PROBLEM TO SOLVE
Pictures are to be dropped from the copy. Retype the listing exactly.
□ □ □
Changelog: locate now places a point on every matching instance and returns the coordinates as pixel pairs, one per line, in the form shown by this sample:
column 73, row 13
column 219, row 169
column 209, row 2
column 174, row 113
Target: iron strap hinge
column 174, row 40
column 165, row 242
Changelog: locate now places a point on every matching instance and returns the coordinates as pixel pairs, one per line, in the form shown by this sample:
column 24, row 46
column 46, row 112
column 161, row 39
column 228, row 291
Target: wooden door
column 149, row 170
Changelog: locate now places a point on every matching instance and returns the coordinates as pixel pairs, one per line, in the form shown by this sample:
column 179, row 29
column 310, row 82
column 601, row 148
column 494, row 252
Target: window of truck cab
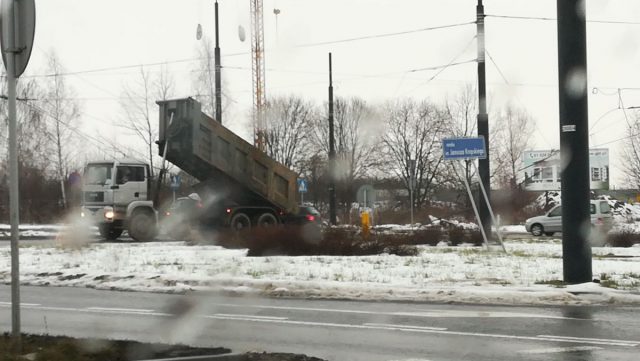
column 97, row 173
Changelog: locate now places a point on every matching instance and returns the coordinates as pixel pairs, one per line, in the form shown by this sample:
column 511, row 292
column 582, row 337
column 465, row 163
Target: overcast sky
column 90, row 35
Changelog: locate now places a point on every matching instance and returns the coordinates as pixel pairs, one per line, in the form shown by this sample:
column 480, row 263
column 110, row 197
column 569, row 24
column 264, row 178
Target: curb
column 226, row 357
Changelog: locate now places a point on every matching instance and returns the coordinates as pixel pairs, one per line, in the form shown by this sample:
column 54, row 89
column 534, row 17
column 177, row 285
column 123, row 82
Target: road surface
column 334, row 330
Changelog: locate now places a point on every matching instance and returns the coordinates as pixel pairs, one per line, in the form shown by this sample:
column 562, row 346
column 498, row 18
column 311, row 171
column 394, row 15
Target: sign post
column 471, row 148
column 18, row 19
column 175, row 185
column 302, row 188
□ □ □
ANSWER AREA
Changelog: locate now places a point on every matching instance and returns the coordinates as pixel pairs, one per line, in the form shown by this sample:
column 73, row 13
column 219, row 169
column 209, row 2
column 174, row 113
Target: iron strap hinge
column 174, row 40
column 165, row 242
Changelog: locate now places a point on every matching instance and returns the coordinates as pixel pairs, one per line, in the form shown by this sample:
column 24, row 46
column 46, row 112
column 161, row 39
column 228, row 291
Target: wooden door
column 149, row 170
Changelog: locate now places a point on every matching instance and returns the coordinates as pixel pairs, one per line, in the form shown by this sample:
column 179, row 29
column 310, row 82
column 601, row 148
column 494, row 252
Target: window of truck cab
column 97, row 173
Changelog: locate now places a point on every matching instance and returns the coordinates as pixel pairs, one per line, in the form shown by this sample:
column 511, row 292
column 582, row 337
column 465, row 163
Target: overcast sky
column 90, row 35
Changelog: locate now places a point on every matching instance and returns the coordinates as pixel pairs, one per line, in the form shown by this sample:
column 480, row 263
column 110, row 197
column 569, row 24
column 264, row 178
Target: curb
column 226, row 357
Changelog: locate now places a point on every matching instance and returns the coordinates as pixel pairs, one per line, in the form shown by this sample:
column 54, row 89
column 534, row 17
column 177, row 285
column 123, row 82
Target: road surface
column 334, row 330
Changelog: locate now places a point on every matching instance and returns the coordinates as pixel pairs, one per line, in the form shown by this sample:
column 562, row 346
column 498, row 18
column 311, row 171
column 394, row 15
Target: sign post
column 471, row 148
column 18, row 19
column 175, row 185
column 302, row 188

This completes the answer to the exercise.